** BEGIN RECORDS FOR THE TASK **

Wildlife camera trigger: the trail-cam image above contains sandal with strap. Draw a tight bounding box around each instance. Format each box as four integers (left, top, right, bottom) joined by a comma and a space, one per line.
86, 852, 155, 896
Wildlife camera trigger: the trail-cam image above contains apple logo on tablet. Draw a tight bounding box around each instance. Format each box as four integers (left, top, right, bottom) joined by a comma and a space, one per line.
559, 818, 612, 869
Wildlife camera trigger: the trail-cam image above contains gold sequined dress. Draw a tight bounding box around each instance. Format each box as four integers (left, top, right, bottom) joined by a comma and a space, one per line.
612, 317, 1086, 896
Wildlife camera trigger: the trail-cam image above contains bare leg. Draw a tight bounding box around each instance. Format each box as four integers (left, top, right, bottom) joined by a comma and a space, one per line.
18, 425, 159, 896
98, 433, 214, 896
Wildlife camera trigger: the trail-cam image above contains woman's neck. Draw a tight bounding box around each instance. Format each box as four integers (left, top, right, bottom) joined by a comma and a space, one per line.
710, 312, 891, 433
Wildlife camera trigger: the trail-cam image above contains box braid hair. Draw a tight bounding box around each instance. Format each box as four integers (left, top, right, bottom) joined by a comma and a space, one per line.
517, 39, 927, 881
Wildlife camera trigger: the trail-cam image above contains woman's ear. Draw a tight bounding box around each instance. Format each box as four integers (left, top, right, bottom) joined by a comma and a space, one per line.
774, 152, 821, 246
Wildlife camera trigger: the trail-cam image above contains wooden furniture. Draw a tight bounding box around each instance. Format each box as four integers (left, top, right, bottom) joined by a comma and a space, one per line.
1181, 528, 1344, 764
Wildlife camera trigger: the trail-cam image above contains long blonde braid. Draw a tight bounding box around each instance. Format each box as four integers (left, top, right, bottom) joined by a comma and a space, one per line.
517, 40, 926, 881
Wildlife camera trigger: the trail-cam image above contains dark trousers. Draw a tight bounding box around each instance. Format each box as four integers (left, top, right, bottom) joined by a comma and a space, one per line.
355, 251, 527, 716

** END RECORDS FOR THE TASK **

[OBJECTIVE]: Reproduce the listing above, substituting "field camera frame" for every occurrence of "trail-cam image" and leaving everything else unchanged.

[RESPONSE TO THIS EXERCISE]:
Wildlife camera trigger: the field camera frame above contains sandal with strap. Draw a tight bounding box around each instance. Format each box as four integers (left, top, right, bottom) joined by a comma and a space, one per line.
86, 852, 155, 896
Wildlife camera trigger: the field camera frame above contains apple logo on tablet. Draw a tight bounding box around each instance. Format each box as four integers (left, top, right, bottom) joined by a comma and a space, one per line.
559, 818, 612, 869
Wildlife camera trigger: the field camera frame above contains gold sequined dress. Draw a tight bounding box around each instance. Format each box as four integers (left, top, right, bottom) joined by a comma and a space, one per line.
612, 317, 1086, 896
Wildlife camera trigger: the field camera frame above contains bare leg. Draw a tight bounding box around each instance. Format each box as four integers (left, top, right, bottom) joined by a comma and a space, one per line.
18, 425, 159, 896
98, 433, 214, 896
Wildlife camera trigger: the field camera frame above contains woman's neck. Draw a tight bounding box around each instance. Format each box as four integers (left, top, right, bottom) joined by a comma and a space, one per line.
710, 312, 891, 433
Wildlife camera trigger: the field camera frame above contains box braid hair. Draw a tight bounding box around each instance. Format each box as four integers (left, top, right, bottom) joined by a comma and a space, one per line.
517, 39, 927, 881
Wildlife camera trigger: the field camera frame above contains woman's ear. Draw a tight bounding box around each instance. Format each box as four integers (left, top, right, bottom) joined by a comma and a space, one per line.
774, 152, 821, 246
Wildlife camera trigger: the field camera frame above contains wooden furniture. Draw a tight bounding box around each instance. Format each box as four integers (left, top, right, bottom) joined by a comma and a space, one per line.
1181, 528, 1344, 764
Wildlife camera trigger: the field camera frame above contains long blonde braid. Draw a tight bounding box around each instance. Format each box as four integers (left, top, right, bottom) joined by a comma and a space, one per line.
517, 40, 926, 881
Wildlife camera trigger: the field camera frame above contains dark trousers. Draw a tight bounding box around each instance. Format each box as four integers (left, top, right, bottom) joined by a comma and a space, one per line.
355, 251, 527, 716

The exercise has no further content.